Stored data
(begin)
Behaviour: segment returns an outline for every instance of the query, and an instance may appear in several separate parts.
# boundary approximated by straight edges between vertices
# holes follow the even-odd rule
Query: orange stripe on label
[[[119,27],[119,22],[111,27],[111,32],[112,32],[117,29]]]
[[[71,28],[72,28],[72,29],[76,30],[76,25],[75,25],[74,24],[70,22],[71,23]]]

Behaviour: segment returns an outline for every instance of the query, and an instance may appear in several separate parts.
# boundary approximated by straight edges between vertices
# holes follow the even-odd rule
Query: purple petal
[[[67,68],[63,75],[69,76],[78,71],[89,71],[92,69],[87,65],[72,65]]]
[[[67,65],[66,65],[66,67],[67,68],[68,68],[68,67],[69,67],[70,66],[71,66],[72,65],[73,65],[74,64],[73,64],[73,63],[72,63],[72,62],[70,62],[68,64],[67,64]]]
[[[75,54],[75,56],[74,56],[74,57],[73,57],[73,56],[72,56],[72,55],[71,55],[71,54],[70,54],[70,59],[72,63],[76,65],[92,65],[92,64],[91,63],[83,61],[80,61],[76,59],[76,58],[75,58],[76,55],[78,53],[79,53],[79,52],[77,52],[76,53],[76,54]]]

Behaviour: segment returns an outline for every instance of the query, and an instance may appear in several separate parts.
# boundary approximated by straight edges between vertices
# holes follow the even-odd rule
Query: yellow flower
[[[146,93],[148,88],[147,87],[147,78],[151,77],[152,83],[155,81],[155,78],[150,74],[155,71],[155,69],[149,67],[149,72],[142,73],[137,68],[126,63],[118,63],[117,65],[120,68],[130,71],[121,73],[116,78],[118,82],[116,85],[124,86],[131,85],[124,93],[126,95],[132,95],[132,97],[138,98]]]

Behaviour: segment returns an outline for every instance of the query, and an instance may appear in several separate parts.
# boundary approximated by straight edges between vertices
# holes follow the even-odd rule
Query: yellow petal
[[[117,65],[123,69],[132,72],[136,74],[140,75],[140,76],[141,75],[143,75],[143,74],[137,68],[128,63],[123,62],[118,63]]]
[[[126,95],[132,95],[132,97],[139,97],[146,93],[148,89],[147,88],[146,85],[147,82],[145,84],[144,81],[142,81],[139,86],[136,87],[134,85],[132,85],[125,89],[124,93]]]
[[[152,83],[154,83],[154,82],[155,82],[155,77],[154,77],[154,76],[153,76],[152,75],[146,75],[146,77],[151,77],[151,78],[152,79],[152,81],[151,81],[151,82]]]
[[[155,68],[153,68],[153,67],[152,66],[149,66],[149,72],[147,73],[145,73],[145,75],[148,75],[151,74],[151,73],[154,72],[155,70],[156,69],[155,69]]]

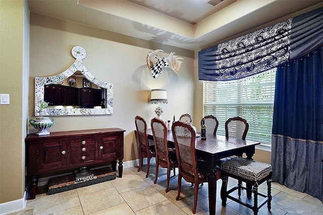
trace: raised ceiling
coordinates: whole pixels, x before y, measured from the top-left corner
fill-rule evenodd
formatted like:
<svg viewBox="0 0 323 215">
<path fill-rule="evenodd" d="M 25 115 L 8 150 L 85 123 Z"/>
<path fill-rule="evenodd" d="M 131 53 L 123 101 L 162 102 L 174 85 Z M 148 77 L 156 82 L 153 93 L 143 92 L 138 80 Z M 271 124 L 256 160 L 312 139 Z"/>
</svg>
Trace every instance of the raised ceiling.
(end)
> Requirements
Copy every item above verbatim, but omit the pictures.

> Task output
Behaviour: segment returns an outline for every instance of the query, and an instance may appear in several separate parts.
# boundary approximated by straight edges between vertices
# holes follow the even-odd rule
Query: orange stripe on label
[[[119,27],[119,22],[111,27],[111,32],[112,32],[117,29]]]
[[[71,28],[72,28],[72,29],[76,30],[76,25],[75,25],[74,24],[70,22],[71,23]]]

Behaviour: segment returns an outline for every instance of the query, and an instance may appear in several separate parts.
# boundary approximated by straight edges between vertices
# holes follow the even-odd rule
Query: purple petal
[[[67,68],[63,75],[69,76],[78,71],[89,71],[92,69],[87,65],[72,65]]]
[[[67,65],[66,65],[66,67],[67,68],[68,68],[68,67],[69,67],[70,66],[71,66],[72,65],[73,65],[74,64],[73,64],[73,63],[72,63],[72,62],[70,62],[68,64],[67,64]]]
[[[75,54],[75,56],[74,56],[74,57],[73,57],[73,56],[72,56],[72,55],[71,55],[71,54],[70,54],[70,59],[72,63],[76,65],[92,65],[92,64],[91,63],[83,61],[80,61],[76,59],[76,58],[75,58],[76,55],[78,53],[79,53],[79,52],[77,52],[76,53],[76,54]]]

Behaviour: segment returns an outline for every instance of the query, and an instance may appear in several separate parts.
# boundary approximated by straight edges between vertices
# holes follow the even-odd rule
Query: yellow flower
[[[146,93],[148,88],[147,87],[147,78],[151,77],[152,83],[155,81],[155,78],[150,74],[155,71],[155,69],[149,67],[149,72],[142,73],[137,68],[126,63],[118,63],[117,65],[120,68],[130,71],[121,73],[116,78],[118,82],[116,85],[124,86],[131,85],[124,93],[126,95],[132,95],[132,97],[138,98]]]

Behaviour: segment returns an outline for every instance of the query, and an instance may appear in several separate parts.
# boundary approximated by straight edges between vertices
# holes follow the even-odd rule
Query: yellow petal
[[[117,65],[123,69],[132,72],[136,74],[140,75],[140,76],[141,75],[143,75],[143,74],[137,68],[128,63],[123,62],[118,63]]]
[[[126,95],[132,95],[132,97],[139,97],[146,93],[148,89],[147,88],[146,85],[147,82],[145,84],[144,81],[142,81],[139,86],[136,87],[134,85],[132,85],[125,89],[124,93]]]
[[[152,83],[154,83],[154,82],[155,82],[155,77],[154,77],[154,76],[153,76],[152,75],[146,75],[146,77],[151,77],[151,78],[152,79],[152,81],[151,81],[151,82]]]
[[[155,68],[153,68],[153,67],[152,66],[149,66],[149,72],[147,73],[145,73],[145,75],[148,75],[151,74],[151,73],[154,72],[155,70],[156,69],[155,69]]]

trace: raised ceiling
coordinates: whole pixels, x before y, measured from the top-left corner
fill-rule evenodd
formatted like:
<svg viewBox="0 0 323 215">
<path fill-rule="evenodd" d="M 25 115 L 8 150 L 85 123 Z"/>
<path fill-rule="evenodd" d="M 131 53 L 123 101 L 162 102 L 174 85 Z M 148 77 L 156 82 L 153 93 L 143 92 L 138 80 Z M 271 124 L 256 160 L 312 139 Z"/>
</svg>
Trace every instance of the raised ceiling.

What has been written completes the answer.